---- PROVIDED DATA

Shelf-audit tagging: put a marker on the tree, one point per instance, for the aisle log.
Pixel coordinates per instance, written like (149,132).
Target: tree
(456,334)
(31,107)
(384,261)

--------

- [EXERCISE DIRECTIONS] Gather every line from the items above that contains the word "instance", and count a line only if the capitalization matches.

- [SOLUTION]
Shelf-audit tagging: put a marker on the tree, one point per instance, for the aisle log.
Pixel coordinates per instance, written like (149,132).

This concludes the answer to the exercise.